**What is expected:**
Return, exactly, the line that contains "Please pick out the river" together with all lines after it to the end of the entries, and no further lines.

**The records:**
====

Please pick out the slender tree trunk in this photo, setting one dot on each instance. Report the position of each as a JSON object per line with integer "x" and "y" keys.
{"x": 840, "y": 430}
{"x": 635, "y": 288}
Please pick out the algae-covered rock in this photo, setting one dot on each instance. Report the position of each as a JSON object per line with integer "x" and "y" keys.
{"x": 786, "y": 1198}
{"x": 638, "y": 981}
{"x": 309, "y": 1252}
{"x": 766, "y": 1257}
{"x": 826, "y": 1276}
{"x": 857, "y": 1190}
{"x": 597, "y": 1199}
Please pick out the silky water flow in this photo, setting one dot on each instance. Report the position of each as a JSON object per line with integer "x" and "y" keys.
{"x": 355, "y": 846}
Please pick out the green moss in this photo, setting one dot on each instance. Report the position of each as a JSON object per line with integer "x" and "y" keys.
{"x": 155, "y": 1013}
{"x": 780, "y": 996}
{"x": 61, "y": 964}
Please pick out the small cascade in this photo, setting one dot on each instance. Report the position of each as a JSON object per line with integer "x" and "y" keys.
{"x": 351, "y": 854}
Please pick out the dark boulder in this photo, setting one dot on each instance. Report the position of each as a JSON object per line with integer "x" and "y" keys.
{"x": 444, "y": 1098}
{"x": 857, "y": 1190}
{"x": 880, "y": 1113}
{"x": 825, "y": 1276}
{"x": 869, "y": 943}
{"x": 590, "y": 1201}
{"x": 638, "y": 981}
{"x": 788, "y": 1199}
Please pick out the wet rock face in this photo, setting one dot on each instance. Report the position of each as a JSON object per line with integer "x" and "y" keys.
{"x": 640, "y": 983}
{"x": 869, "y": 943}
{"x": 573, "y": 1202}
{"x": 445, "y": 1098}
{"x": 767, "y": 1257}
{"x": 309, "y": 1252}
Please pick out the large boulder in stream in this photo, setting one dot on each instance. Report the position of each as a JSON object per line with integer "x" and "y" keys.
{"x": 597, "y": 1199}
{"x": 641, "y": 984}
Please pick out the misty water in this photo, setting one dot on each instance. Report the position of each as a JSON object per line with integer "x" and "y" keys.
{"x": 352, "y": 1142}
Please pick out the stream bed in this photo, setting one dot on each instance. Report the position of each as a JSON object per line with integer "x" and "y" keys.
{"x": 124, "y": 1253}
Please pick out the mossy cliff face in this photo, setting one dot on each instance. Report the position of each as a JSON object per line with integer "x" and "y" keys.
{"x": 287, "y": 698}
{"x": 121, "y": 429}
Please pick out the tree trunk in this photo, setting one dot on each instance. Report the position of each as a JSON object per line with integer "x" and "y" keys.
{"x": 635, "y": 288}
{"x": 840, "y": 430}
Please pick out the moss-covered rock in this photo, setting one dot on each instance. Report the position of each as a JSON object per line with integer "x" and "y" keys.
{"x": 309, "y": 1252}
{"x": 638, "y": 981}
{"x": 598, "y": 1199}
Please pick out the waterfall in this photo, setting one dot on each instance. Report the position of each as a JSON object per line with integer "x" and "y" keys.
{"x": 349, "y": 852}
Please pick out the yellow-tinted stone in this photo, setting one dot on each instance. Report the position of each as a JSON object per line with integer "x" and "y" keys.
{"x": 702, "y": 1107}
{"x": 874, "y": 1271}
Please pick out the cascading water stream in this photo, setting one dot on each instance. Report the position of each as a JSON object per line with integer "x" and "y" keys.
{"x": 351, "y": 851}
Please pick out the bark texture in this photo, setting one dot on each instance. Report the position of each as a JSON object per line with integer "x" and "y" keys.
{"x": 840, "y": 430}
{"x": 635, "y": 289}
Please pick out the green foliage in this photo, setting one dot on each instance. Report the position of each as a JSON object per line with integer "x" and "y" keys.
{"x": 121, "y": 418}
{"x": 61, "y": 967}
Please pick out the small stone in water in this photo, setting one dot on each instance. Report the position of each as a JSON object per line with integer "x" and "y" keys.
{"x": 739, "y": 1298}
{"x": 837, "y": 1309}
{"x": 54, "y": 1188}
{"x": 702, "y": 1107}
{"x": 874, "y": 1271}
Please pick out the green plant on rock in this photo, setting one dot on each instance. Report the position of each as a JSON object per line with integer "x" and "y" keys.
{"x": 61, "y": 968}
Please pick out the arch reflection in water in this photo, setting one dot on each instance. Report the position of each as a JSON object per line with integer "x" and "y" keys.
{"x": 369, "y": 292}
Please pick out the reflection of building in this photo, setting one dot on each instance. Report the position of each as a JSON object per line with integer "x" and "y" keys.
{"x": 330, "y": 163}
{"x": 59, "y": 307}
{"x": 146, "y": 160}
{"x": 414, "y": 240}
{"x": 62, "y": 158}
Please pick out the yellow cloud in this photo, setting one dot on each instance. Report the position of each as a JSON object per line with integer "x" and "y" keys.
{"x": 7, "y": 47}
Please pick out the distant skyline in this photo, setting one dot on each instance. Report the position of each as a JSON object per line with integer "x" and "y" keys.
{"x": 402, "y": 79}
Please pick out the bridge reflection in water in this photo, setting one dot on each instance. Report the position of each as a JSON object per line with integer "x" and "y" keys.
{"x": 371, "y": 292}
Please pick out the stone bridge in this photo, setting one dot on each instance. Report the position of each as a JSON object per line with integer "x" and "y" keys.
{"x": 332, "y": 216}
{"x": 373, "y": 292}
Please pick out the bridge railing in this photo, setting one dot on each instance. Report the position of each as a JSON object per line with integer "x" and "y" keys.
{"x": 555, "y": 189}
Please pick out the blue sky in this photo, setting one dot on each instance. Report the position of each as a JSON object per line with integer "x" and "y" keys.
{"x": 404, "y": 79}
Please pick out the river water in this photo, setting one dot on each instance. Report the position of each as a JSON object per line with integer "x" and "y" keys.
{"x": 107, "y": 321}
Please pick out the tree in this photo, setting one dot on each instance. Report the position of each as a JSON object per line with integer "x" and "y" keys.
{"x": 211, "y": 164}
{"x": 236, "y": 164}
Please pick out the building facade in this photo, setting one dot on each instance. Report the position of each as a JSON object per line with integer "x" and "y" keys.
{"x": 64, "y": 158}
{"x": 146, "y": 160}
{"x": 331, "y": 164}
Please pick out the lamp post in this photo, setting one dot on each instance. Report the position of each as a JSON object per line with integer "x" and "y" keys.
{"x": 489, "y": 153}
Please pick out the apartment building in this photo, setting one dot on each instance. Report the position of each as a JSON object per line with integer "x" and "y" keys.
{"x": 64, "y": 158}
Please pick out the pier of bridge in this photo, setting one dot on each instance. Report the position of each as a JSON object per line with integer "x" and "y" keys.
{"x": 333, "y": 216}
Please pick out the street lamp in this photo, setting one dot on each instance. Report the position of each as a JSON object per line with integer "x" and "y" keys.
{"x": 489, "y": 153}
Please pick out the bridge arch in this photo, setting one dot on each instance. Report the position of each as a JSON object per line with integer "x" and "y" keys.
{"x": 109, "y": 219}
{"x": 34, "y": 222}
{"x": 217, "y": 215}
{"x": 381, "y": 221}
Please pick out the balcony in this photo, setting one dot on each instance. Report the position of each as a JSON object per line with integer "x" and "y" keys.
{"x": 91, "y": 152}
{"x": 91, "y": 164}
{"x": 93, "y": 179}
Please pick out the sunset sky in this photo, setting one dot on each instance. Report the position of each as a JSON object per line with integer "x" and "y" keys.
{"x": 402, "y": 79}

====

**The result:**
Please pick out the river water in this photo, setting one dot on each instance. Report the position of each as a JSON object per line with integer "x" and "y" keys.
{"x": 107, "y": 321}
Please pick out the tree in this photo, setting one dot on each instance. Report the position of each as a JSON object per line with integer "x" and "y" keys.
{"x": 211, "y": 164}
{"x": 236, "y": 164}
Please pick out the building facade in this photo, setting one dot on each instance. Report the position of each as a JSON object per line with integer "x" and "y" keys.
{"x": 64, "y": 158}
{"x": 146, "y": 160}
{"x": 331, "y": 164}
Please pick out the lamp post in this photo, setting one dot on each instance. Report the position of each as a JSON object per line with integer "x" and "y" keys.
{"x": 489, "y": 153}
Please pick out the apartment building in this photo, setting one dot on each instance. Report the position of each as a JSON object per line with integer "x" and "y" keys.
{"x": 64, "y": 158}
Please pick out the pier of bridge in this photo, setting one dot on each instance. Report the position of each as a JSON object per line with integer "x" and "y" keys.
{"x": 333, "y": 216}
Please pick out the street lamp in this photo, setting one dot on each instance. Report the position of each as a JSON object per line with integer "x" and "y" keys.
{"x": 489, "y": 153}
Please pick out the bridge arch in this photo, setting one dot on each instance. Report the position of each as a JSON object per line with integer "x" and "y" keys.
{"x": 109, "y": 219}
{"x": 34, "y": 222}
{"x": 217, "y": 215}
{"x": 381, "y": 221}
Please pick out the balcony in this photo, setting one dot on each instance. Report the position of each as a JSON object per line with integer "x" and "y" keys.
{"x": 91, "y": 152}
{"x": 91, "y": 164}
{"x": 93, "y": 179}
Please pick out the sunset sky in this photo, setting one dot on each instance. Report the position of each as a JSON object per line with integer "x" and "y" keys.
{"x": 402, "y": 79}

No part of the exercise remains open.